:: EXERCISE DIRECTIONS ::
Gather every line below that contains the word "utility", and copy each of those lines out in full.

:: GIVEN INFORMATION ::
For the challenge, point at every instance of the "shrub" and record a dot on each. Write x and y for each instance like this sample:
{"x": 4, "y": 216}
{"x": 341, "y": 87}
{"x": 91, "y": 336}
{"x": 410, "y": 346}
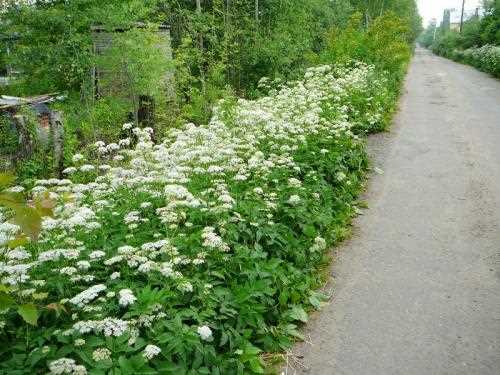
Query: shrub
{"x": 197, "y": 254}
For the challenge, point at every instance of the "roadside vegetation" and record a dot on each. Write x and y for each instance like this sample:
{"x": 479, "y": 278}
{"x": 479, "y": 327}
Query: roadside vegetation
{"x": 478, "y": 44}
{"x": 195, "y": 245}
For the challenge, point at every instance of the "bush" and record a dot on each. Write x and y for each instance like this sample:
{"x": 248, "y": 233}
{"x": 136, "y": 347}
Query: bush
{"x": 485, "y": 58}
{"x": 198, "y": 254}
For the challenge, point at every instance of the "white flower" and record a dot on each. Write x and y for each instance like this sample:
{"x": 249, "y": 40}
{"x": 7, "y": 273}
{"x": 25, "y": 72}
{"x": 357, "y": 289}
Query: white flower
{"x": 87, "y": 295}
{"x": 87, "y": 168}
{"x": 77, "y": 157}
{"x": 62, "y": 366}
{"x": 205, "y": 333}
{"x": 101, "y": 354}
{"x": 126, "y": 297}
{"x": 83, "y": 265}
{"x": 79, "y": 342}
{"x": 151, "y": 351}
{"x": 294, "y": 182}
{"x": 97, "y": 254}
{"x": 258, "y": 190}
{"x": 340, "y": 176}
{"x": 294, "y": 199}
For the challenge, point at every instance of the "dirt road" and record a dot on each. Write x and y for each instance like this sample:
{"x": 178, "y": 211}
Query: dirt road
{"x": 417, "y": 288}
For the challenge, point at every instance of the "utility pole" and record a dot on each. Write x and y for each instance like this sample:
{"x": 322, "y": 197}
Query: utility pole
{"x": 462, "y": 17}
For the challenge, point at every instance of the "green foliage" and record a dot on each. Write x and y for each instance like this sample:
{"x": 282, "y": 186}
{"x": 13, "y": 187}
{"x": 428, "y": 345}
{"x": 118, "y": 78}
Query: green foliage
{"x": 477, "y": 44}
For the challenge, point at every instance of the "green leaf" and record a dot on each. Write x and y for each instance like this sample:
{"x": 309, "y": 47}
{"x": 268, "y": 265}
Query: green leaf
{"x": 6, "y": 179}
{"x": 317, "y": 300}
{"x": 256, "y": 366}
{"x": 298, "y": 313}
{"x": 6, "y": 301}
{"x": 29, "y": 313}
{"x": 309, "y": 231}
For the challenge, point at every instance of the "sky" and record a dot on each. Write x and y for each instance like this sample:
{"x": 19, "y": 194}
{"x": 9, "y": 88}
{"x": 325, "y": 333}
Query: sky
{"x": 434, "y": 8}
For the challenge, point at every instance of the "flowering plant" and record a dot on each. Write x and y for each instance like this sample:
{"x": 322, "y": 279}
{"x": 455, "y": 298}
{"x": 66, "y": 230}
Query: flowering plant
{"x": 197, "y": 254}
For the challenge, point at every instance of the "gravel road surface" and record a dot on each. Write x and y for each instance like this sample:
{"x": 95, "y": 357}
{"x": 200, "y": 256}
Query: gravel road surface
{"x": 417, "y": 288}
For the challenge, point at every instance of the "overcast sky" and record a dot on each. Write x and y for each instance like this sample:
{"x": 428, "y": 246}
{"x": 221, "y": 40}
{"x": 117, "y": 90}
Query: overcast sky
{"x": 434, "y": 8}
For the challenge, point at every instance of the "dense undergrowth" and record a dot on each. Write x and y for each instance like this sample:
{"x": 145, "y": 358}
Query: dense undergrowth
{"x": 201, "y": 253}
{"x": 478, "y": 44}
{"x": 194, "y": 249}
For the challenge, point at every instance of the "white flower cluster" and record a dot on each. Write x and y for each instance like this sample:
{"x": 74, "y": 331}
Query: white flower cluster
{"x": 189, "y": 188}
{"x": 66, "y": 366}
{"x": 88, "y": 295}
{"x": 151, "y": 351}
{"x": 126, "y": 297}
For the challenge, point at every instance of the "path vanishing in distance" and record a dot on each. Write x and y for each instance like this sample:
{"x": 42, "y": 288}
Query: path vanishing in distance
{"x": 417, "y": 287}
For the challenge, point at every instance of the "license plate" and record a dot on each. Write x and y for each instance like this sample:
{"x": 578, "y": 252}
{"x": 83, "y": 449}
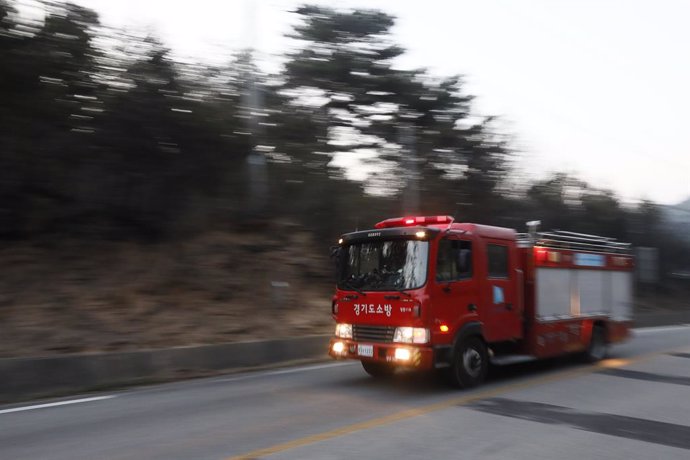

:: OUTPUT FOR THIS TASK ::
For the challenge, point at every instance of the "utility pole" and record a dot on each. Write x and y for each instance like this sample:
Query: utility pole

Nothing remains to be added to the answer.